On Fri, 9 May 2003 enrico.sirola_at_[hidden] wrote:
> I'm trying to port a PVM application to lam. This is an application for
> a distributed montecarlo which works as follows, using a master/slave
> paradigm and point-to-point communication with slaves: the master is a
> python script, which reads data from different data sources, then
> instance the "true" PVM master application, which a c++ class wrapped to
> python. Then the c++ extension class starts the PVM machinery and begin
> spawning slaves telling each slave how many paths to compute, when a
> slave finishes its job, it reports to the master and exits, so the
> master spawns a new slave, and so on until the calculation is ended.
Sounds reasonable.
> While trying to port this application to lam, I used the following
> approach:
>
> 0. the master starts
> 1. then spawns a number of processes
> 2. the master merges the just created intercommunicator with its
> MPI::COMM_WORLD
> 3. the master sends initialization data to the clients, using
> the new intracommunicator
> 4. the client(s) start calculating, while the master blocks in a
> MPI_Recv()
You might want to change this step a little -- from your description, it
sounds like this will force a serialization of the process. You might
want to use MPI_Irecv and get an MPI_Request out of it. Then you can go
do other things while the client is computing (e.g., go spawn more
clients), and periodically do an MPI_Test or MPI_Wait to see if the
request has finished (assumedly, you'll build up an array of MPI_Requests,
one for each outstanding client, or perhaps just a single receive using
MPI_ANY_SOURCE).
Just a suggestion.
> 5. one of the clients finishes its job, and issues a MPI_Send
> 6. the master receives the calculated data
> 7. the client exit the MPI_Send(), then exits
> 8. return to 1. spwaning 1 new process only.

◆ Job 1: Revise the mailing-list reply, beginning at the words "You might want" and stopping after "Just a suggestion.", with "MPI_Irecv" changed to "MPI::Comm::Irecv".
◆ Job 2: In the mailing-list reply, what call does the responder propose the master use in place of the blocking MPI_Recv?
◆ Job 3: Please continue the mailing-list reply from the point where it stops.

◆ Material:
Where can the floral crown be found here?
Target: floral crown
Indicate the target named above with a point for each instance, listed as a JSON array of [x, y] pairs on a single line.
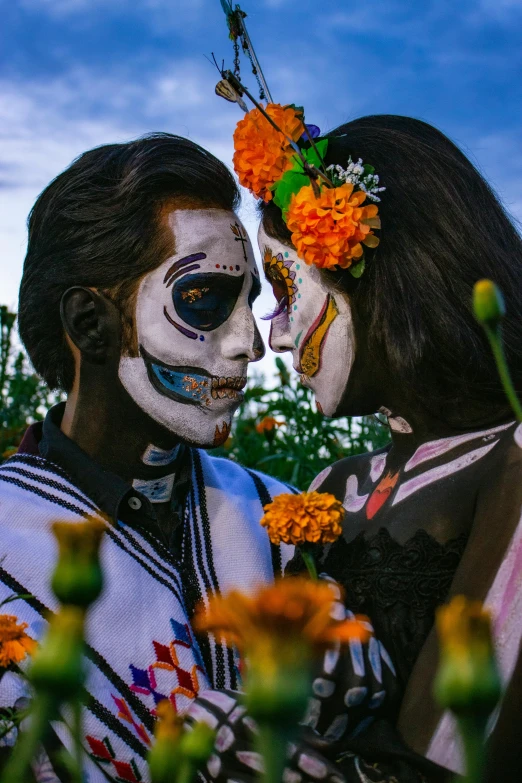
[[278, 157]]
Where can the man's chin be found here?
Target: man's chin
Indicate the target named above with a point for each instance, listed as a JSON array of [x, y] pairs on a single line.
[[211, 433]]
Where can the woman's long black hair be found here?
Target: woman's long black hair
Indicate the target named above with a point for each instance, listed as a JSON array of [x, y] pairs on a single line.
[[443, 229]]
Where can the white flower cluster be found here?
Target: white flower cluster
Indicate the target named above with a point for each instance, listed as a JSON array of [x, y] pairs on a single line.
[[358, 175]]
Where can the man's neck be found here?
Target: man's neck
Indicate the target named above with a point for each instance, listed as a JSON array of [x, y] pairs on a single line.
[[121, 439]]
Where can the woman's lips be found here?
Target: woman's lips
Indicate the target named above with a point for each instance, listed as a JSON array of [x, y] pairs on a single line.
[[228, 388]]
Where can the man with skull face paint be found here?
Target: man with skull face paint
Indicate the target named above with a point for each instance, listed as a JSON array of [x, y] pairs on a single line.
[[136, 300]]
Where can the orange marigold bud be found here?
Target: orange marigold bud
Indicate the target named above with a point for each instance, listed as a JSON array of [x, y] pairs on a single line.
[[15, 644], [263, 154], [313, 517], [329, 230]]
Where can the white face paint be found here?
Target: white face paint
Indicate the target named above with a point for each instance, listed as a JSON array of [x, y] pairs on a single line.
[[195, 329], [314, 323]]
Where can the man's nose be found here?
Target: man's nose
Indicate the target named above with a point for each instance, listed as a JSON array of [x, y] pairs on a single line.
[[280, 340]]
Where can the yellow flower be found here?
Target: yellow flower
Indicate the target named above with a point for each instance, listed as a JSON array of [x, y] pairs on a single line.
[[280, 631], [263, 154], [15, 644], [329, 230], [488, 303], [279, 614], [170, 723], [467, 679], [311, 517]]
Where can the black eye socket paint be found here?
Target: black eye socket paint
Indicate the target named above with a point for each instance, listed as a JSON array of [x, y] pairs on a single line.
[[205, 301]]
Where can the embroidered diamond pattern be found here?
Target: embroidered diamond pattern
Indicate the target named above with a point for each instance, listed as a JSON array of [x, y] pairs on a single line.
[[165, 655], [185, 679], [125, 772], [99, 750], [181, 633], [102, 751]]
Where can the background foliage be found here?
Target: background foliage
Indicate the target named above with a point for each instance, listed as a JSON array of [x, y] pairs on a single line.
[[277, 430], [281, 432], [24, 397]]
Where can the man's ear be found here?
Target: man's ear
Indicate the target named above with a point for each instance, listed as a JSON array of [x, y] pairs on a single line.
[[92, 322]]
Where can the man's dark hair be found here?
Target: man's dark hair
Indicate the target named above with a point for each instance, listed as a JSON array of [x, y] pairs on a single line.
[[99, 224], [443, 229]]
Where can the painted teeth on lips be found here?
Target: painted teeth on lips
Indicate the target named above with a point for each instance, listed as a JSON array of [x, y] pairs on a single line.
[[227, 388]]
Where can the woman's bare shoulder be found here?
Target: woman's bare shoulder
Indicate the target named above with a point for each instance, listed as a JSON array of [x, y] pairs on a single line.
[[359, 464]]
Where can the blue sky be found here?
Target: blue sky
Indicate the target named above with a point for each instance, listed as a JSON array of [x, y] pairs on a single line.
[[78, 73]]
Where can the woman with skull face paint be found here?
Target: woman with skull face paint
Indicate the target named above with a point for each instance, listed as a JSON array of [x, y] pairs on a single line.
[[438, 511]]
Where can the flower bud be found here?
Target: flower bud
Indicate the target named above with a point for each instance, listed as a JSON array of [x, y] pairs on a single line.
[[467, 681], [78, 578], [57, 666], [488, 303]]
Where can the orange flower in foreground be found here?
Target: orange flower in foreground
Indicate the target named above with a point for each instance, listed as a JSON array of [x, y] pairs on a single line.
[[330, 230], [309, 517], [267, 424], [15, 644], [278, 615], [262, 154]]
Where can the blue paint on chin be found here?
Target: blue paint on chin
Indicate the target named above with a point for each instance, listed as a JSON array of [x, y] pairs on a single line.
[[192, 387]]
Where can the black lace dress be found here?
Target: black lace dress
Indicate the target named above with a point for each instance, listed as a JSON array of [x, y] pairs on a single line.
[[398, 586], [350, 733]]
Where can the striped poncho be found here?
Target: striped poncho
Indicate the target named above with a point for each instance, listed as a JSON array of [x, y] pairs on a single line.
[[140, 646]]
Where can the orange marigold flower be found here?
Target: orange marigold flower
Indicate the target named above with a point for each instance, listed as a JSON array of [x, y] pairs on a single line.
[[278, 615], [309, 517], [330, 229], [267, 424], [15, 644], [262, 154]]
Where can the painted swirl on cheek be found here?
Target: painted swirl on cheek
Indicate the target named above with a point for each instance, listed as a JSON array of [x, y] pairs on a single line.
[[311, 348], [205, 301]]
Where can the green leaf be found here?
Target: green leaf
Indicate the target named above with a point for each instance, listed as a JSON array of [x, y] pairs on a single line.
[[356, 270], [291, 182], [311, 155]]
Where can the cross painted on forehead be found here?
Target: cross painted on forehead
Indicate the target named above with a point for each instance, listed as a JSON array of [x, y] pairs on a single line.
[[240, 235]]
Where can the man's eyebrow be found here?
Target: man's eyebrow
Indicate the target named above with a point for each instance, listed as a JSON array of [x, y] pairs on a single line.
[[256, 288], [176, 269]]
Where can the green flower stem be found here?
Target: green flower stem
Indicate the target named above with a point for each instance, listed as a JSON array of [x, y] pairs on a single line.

◆ Output 1:
You might want to change this step a little -- from your description, it
sounds like this will force a serialization of the process. You might
want to use MPI::Comm::Irecv and get an MPI_Request out of it. Then you can go
do other things while the client is computing (e.g., go spawn more
clients), and periodically do an MPI_Test or MPI_Wait to see if the
request has finished (assumedly, you'll build up an array of MPI_Requests,
one for each outstanding client, or perhaps just a single receive using
MPI_ANY_SOURCE).
Just a suggestion.

◆ Output 2: MPI_Irecv

◆ Output 3:
>
> the problem is the master crashes just after 8. here is what i get
> if I print some log messages on console:
>
> sending exit code <--- slave is going to exit
> sending to 0 <--- sending exit code to master
> sent to 0 <--- sent
> received message from 1 of size 65 <--- master is receiving exit code
> reveived from 1 <--- done
> Process 0 finished on sirola01.ge.risk <--- master collecting
> results from slave
> 2 paths added
> 0 failures so far
> sent exit code <--- slave before MPI_Finalize()
> CHILD EXITING <--- slave after MPI_Finalize()
> MPI_Recv: process in local group is dead (rank 0, comm 3) <--- lam complains about a process exiting?
> spawning 1 child(s) with tag 1... from tag 0Rank (0, MPI_COMM_WORLD): <--- master tries to spawn a new process, and crashes (lam traceback follows)
> Call stack within LAM:
> Rank (0, MPI_COMM_WORLD): - MPI_Recv()
> Rank (0, MPI_COMM_WORLD): - MPI_Reduce()
> Rank (0, MPI_COMM_WORLD): - MPI_Comm_spawn()
> Rank (0, MPI_COMM_WORLD): - main()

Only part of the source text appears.